1 small onion, diced 1/4"
1 clove garlic, minced
2 T olive oil
1 14oz can diced tomatoes
1 28oz can tomato sauce
2 t Italian seasoning (or 1 teaspoon each oregano and basil)
1 t sugar
1 t salt
1/4 t freshly ground pepper
1/2 c red wine
2 tsp chicken base

Heat olive oil and saute onion until translucent but not brown. Add garlic and cook a few more minutes. Add the remaining ingredients and stir to combine. Bring to a simmer and lower heat so it is just bubbling. Cook for another 15 minutes if going for a quick sauce, or about an hour to an hour and a half for a simmered sauce. Be sure to stir occasionally to prevent burning on the bottom of the pan. Adjust seasonings and serve.

This is a great basic sauce that can become so much more! Feel free to make it into whatever your heart desires. here are a few suggestions:

Sausage and Peppers: Cook 1 1b Italian sausage with a sliced green pepper, a sliced red pepper and a hungarian hot pepper if you like. Add to 3 c. of the sauce and simmer for 5 minutes to combine flavors.

──────────────────────────────

Work to complete:
1. Write out the stretch of the tomato sauce recipe from "This is a great" through "to combine flavors.", replacing "green pepper" with "yellow pepper".
2. Based on the tomato sauce recipe, are these statements true? (a) The sauce uses half a cup of red wine. (b) The onion should be cooked until it turns brown. (c) In the sausage and peppers version, the meat and peppers simmer in the sauce for 15 minutes.
3. Carry on with the tomato sauce recipe from where it stops.

──────────────────────────────

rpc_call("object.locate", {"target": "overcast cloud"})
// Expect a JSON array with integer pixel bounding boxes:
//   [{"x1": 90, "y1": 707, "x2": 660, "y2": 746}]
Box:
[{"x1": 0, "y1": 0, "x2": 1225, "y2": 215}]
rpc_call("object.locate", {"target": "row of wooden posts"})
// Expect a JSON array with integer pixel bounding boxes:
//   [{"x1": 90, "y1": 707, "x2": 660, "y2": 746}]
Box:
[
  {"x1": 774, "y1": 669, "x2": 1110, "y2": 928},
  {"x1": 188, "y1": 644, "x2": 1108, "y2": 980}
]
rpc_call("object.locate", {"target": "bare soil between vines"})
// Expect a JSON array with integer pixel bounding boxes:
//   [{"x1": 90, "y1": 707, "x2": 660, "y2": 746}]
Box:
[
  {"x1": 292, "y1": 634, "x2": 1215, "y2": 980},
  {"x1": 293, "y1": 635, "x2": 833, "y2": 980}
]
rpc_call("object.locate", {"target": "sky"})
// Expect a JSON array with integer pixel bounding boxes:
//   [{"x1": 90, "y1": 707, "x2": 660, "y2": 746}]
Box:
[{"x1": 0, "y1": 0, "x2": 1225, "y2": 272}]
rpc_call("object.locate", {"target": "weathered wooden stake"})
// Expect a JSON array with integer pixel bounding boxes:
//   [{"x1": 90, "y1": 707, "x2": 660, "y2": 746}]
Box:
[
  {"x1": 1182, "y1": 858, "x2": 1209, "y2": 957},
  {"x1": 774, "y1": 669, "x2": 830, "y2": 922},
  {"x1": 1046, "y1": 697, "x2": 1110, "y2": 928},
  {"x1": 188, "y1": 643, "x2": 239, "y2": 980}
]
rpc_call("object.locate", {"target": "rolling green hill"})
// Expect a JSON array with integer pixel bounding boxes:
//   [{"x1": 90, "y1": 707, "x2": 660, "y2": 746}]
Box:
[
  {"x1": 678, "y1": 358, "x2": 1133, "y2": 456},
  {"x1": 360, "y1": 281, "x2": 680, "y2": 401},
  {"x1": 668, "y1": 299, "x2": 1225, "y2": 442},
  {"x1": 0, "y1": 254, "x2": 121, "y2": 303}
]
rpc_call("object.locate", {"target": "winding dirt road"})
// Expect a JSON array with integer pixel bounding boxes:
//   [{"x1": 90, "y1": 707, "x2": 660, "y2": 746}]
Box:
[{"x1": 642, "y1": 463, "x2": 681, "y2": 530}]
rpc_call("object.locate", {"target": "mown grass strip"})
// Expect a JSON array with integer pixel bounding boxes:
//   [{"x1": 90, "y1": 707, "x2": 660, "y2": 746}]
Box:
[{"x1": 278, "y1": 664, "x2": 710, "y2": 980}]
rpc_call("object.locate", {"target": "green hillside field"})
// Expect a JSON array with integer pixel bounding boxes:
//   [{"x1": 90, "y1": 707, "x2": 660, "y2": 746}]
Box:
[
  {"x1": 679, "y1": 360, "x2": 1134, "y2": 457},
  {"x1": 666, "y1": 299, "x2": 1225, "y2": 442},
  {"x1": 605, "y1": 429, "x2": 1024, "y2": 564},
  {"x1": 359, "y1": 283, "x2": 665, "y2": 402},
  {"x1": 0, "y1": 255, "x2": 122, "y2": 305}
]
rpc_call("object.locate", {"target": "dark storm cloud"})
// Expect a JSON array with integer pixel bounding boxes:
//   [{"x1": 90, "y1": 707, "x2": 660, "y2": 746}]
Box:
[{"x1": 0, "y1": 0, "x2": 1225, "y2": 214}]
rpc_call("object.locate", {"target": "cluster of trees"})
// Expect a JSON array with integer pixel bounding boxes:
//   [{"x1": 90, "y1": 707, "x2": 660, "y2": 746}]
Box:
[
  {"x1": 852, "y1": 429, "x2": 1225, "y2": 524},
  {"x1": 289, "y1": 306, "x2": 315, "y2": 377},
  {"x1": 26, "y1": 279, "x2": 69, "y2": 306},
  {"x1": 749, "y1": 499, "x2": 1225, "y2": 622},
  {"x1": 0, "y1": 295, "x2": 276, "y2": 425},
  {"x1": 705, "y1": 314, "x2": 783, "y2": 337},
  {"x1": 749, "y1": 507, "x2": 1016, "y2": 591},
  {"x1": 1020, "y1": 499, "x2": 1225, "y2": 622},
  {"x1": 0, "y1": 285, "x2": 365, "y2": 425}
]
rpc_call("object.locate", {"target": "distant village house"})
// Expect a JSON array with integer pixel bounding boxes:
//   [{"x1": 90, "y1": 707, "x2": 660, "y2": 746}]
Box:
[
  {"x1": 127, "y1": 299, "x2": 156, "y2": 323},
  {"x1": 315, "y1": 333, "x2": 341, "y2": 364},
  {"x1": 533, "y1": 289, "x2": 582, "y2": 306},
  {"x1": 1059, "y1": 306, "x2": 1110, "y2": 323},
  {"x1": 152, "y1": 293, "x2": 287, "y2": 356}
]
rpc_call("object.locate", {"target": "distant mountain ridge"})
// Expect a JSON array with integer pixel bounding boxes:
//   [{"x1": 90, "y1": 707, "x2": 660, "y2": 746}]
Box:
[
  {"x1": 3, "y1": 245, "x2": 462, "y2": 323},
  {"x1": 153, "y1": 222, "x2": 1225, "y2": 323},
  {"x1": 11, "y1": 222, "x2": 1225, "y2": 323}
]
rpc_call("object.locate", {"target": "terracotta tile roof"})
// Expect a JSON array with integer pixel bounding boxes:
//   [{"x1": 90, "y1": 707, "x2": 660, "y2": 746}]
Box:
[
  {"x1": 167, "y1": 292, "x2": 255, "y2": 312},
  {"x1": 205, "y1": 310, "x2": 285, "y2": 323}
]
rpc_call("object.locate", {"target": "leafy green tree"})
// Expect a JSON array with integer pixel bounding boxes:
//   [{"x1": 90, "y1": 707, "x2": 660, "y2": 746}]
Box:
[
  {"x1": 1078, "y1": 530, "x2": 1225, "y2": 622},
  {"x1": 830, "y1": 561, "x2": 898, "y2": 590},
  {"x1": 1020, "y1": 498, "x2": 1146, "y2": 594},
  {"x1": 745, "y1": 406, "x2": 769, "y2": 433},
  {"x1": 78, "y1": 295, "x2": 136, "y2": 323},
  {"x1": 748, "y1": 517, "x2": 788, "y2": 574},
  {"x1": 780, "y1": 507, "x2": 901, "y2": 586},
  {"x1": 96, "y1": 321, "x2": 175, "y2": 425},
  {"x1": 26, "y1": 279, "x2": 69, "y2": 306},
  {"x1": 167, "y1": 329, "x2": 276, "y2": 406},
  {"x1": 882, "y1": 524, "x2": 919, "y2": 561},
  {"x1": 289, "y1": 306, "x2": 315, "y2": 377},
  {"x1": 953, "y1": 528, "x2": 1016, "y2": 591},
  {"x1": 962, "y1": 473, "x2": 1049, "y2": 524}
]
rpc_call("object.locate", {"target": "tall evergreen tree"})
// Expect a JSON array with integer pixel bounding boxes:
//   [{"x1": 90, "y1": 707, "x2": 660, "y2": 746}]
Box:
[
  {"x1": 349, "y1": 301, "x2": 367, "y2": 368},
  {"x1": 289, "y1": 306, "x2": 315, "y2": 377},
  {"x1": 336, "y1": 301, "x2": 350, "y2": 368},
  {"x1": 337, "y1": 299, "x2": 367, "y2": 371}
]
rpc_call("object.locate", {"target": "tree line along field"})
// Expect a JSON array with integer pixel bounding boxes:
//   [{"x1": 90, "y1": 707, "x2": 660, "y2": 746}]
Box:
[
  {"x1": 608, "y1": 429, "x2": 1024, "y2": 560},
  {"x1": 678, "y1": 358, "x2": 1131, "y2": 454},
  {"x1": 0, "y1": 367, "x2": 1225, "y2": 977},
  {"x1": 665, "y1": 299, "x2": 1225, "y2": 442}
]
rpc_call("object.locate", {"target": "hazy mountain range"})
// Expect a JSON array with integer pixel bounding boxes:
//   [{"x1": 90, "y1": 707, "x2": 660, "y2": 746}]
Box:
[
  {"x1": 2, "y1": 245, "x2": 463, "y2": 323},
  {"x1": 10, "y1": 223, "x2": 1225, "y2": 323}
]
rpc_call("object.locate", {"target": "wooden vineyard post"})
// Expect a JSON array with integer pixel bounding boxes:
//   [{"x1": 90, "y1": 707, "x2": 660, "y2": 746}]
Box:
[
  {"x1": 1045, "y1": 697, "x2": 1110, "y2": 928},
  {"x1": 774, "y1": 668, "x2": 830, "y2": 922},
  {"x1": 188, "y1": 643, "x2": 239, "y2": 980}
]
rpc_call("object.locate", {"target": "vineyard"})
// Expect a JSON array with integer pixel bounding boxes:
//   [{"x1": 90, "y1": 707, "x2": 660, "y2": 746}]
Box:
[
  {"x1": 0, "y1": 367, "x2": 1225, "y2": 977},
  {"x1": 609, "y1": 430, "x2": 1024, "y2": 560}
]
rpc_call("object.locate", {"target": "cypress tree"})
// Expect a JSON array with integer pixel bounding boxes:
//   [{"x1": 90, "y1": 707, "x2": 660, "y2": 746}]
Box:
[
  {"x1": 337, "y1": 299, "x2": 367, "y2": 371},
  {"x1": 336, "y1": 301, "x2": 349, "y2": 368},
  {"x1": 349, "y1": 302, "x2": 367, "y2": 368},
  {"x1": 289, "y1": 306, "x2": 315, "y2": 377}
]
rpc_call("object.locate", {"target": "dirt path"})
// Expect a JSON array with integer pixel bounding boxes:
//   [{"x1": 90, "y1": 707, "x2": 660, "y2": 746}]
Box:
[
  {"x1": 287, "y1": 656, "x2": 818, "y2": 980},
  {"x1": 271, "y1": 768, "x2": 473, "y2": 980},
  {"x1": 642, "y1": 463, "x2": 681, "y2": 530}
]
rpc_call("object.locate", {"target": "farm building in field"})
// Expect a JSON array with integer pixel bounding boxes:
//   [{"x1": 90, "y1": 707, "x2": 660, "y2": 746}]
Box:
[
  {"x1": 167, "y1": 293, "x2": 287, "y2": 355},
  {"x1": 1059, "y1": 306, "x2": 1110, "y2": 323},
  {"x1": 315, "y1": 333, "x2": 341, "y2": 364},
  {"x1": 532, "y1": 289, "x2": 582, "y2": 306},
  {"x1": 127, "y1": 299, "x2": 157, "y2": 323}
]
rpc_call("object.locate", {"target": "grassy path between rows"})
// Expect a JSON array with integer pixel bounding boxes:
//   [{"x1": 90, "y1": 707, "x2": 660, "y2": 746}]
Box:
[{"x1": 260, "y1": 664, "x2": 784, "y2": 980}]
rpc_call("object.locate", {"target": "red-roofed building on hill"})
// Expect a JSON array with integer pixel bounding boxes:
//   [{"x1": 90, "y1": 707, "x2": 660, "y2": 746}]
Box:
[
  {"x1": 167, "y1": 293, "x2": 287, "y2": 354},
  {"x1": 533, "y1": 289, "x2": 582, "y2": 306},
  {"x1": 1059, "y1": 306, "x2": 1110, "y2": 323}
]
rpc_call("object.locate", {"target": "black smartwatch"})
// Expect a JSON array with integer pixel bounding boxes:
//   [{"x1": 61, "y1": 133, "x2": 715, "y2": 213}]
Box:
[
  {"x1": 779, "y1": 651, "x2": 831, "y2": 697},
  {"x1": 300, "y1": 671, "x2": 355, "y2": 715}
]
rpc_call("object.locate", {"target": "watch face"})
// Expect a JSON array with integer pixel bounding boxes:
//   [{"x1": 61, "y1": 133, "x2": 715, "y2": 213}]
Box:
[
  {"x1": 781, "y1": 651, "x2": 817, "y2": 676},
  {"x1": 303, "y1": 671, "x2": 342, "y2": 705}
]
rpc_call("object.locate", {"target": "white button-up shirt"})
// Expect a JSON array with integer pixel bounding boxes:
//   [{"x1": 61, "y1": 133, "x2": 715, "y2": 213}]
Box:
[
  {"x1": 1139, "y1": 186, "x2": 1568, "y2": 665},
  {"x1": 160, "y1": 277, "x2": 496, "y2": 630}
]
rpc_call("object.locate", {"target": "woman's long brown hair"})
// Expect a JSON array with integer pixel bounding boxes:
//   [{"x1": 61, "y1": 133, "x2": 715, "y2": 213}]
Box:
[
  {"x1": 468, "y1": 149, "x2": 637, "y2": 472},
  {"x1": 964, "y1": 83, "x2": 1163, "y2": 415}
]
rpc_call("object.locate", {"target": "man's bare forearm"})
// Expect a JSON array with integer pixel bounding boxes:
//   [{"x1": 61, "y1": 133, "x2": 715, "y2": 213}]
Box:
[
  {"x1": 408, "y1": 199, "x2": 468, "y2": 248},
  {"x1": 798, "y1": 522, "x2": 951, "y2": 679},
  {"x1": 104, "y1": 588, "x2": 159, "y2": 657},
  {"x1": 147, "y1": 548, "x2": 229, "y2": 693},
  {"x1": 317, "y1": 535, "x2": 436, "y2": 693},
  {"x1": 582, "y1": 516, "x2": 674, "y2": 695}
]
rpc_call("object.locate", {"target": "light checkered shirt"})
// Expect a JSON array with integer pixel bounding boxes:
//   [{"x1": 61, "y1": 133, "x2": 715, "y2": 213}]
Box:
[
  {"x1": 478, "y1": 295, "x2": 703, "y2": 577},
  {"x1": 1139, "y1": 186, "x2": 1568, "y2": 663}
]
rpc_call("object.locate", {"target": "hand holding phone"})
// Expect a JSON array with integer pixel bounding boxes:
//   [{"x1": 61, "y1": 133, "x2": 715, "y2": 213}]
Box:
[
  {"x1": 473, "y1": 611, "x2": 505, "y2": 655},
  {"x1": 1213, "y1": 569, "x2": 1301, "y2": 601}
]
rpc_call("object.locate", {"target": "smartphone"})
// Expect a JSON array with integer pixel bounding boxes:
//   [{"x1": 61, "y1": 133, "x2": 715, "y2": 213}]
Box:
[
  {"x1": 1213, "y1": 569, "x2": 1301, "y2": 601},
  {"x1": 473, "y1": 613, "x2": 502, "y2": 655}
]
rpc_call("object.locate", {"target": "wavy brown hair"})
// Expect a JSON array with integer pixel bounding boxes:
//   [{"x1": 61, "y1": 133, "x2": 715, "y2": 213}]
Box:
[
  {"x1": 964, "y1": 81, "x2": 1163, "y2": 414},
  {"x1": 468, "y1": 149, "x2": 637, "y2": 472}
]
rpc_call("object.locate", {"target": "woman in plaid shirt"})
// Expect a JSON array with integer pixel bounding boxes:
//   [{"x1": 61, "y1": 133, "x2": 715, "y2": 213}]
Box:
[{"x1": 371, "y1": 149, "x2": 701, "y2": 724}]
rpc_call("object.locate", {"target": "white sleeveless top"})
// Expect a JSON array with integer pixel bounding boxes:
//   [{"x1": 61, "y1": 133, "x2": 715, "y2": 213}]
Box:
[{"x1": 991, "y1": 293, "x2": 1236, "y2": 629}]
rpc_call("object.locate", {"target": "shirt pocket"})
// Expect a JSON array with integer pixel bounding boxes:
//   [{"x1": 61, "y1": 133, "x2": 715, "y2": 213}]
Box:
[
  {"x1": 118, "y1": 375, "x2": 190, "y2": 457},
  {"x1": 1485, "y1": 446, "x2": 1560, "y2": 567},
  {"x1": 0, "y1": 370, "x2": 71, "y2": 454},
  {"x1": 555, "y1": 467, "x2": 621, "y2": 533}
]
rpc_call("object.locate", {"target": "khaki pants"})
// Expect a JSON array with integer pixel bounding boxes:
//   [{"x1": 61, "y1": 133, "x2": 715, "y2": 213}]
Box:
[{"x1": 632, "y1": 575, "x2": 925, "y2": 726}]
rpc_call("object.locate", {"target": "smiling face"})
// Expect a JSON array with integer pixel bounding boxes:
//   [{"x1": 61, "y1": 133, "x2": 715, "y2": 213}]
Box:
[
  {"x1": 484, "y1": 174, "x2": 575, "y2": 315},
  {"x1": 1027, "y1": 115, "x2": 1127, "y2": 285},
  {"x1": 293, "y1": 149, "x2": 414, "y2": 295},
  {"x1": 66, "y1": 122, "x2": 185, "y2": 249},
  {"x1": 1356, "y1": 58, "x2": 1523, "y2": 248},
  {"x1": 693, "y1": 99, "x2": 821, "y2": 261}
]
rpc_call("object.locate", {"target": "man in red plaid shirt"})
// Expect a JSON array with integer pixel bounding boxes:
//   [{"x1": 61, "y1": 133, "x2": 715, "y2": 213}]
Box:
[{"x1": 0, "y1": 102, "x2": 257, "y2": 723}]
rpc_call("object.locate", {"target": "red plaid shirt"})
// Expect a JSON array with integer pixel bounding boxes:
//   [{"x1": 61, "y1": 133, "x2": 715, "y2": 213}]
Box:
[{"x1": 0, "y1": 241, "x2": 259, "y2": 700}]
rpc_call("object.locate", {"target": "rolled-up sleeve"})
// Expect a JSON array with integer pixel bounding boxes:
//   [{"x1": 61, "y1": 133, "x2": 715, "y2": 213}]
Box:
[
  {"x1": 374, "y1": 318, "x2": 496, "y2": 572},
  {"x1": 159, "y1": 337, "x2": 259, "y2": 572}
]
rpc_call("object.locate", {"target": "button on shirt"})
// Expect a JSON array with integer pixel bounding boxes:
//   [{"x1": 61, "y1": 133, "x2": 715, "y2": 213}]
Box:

──────────────────────────────

Answers in order:
1.
This is a great basic sauce that can become so much more! Feel free to make it into whatever your heart desires. here are a few suggestions:

Sausage and Peppers: Cook 1 1b Italian sausage with a sliced yellow pepper, a sliced red pepper and a hungarian hot pepper if you like. Add to 3 c. of the sauce and simmer for 5 minutes to combine flavors.

2.
(a) Yes: "1/2 c red wine"
(b) No: "saute onion until translucent but not brown"
(c) No: "simmer for 5 minutes to combine flavors"

3.
Mushroom Sauce - Saute 1 lb of mushrooms in a few T olive oil, salt, pepper and a clove of minced garlic.  Add to 3 c. of sauce, serve.

Tomato Florentine with Ricotta - Saute one bag of spinach in 2 T olive oil with a clove of crushed garlic until just wilted. Stir into 3 c. of sauce with 1 c. of ricotta cheese. Serve over rigatoni or penne.

Puttanesca - Saute  1-2 chopped anchovy fillets, 1T capers, rinsed and drained, 1/2 c pitted and chopped kalamata or favorite black olive in 2 T olive oil until fragrant. Add to 3 cups sauce, simmer another five minutes. If you have fresh basil, add a few tablespoons before serving.

So you get the idea, this one sauce can become so much more! It's fantastic on it's own, but a great start to a special meal! Enjoy!